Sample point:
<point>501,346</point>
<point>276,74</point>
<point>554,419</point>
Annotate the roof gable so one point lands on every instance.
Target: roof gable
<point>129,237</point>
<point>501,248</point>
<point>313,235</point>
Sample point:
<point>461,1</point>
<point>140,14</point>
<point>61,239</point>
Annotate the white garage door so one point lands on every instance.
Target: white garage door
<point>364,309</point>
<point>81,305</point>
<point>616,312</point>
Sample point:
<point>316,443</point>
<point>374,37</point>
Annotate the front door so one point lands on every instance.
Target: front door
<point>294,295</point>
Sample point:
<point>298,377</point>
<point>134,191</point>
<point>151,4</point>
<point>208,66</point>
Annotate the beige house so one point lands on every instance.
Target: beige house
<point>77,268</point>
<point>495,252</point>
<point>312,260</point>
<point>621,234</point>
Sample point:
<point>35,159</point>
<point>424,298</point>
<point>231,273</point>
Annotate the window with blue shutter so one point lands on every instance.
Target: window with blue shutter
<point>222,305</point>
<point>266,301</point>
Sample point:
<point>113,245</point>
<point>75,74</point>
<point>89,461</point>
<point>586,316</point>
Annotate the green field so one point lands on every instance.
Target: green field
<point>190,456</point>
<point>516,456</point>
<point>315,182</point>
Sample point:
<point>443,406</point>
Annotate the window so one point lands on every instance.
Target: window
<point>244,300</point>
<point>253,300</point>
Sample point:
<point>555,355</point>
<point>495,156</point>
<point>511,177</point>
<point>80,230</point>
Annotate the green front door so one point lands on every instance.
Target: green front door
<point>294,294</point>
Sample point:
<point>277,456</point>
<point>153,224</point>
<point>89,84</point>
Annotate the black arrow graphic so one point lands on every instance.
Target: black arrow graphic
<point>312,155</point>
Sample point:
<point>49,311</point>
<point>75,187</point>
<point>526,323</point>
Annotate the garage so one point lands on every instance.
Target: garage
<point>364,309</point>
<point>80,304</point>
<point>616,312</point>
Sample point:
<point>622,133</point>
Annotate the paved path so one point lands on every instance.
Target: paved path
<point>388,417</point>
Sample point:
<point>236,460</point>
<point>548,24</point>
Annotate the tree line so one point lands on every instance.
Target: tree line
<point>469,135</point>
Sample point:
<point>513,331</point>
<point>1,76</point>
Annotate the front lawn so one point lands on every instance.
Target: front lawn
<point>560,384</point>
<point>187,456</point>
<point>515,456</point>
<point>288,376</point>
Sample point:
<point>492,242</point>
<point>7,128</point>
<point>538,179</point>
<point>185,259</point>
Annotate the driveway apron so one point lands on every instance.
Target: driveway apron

* * * * * * *

Your instructions:
Please copy every line of the records above in which "driveway" appears.

Response to the task:
Annotate the driveway apron so one point lands on every instance.
Target: driveway apron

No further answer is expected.